> [EXERCISE DATA]:
╔══
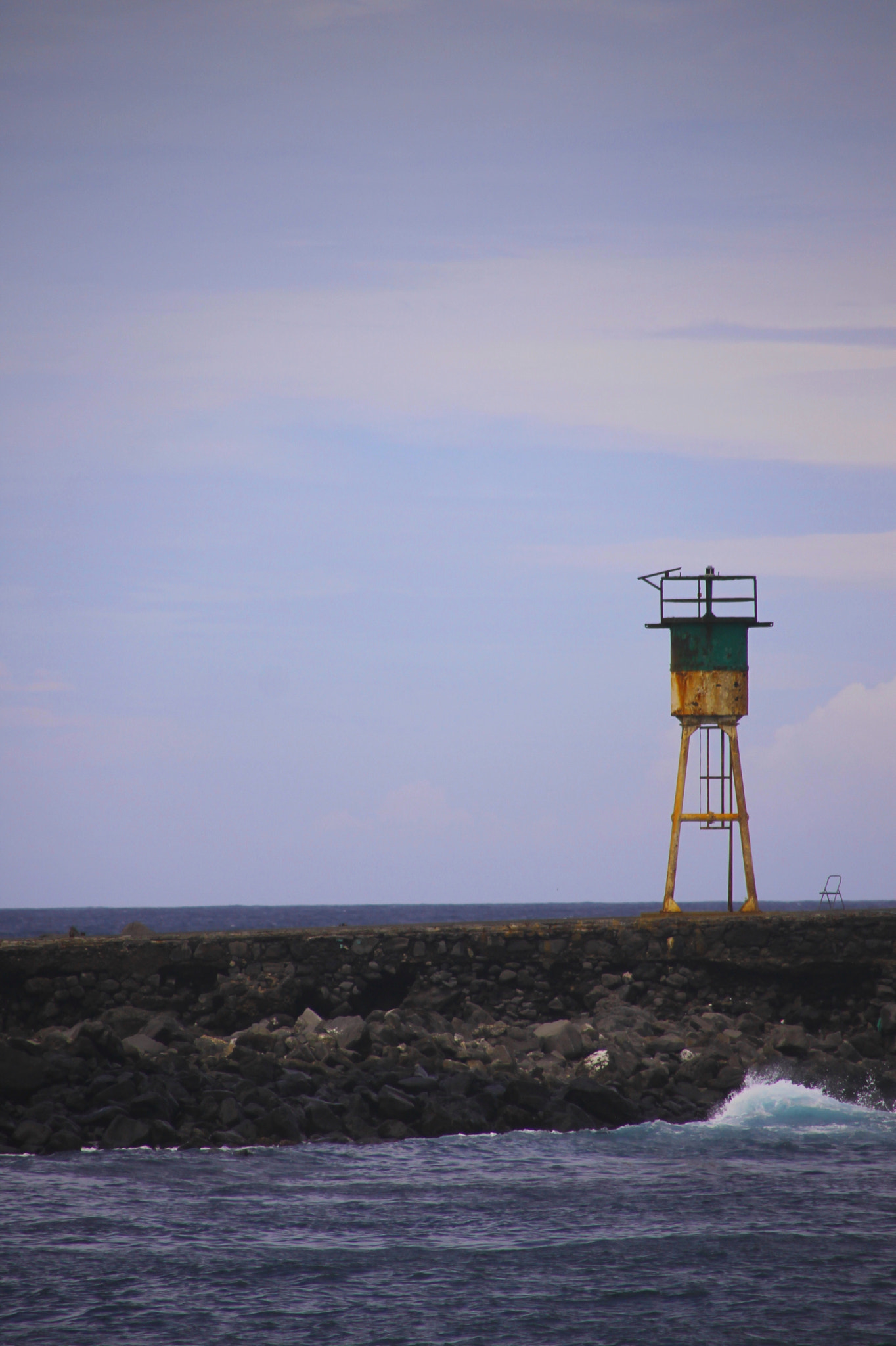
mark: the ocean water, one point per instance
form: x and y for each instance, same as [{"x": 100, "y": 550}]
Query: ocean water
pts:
[{"x": 773, "y": 1222}]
╚══
> [GOAL]: Rewrite all of the data above, swapping "ocean water" for "sea water" and leaving everything else unchanged. Leave the pictures out.

> [THE SOLUTION]:
mark: the sea water, one point per instance
form: x and y for each instance, same as [{"x": 100, "y": 550}]
Query: sea water
pts:
[{"x": 773, "y": 1222}]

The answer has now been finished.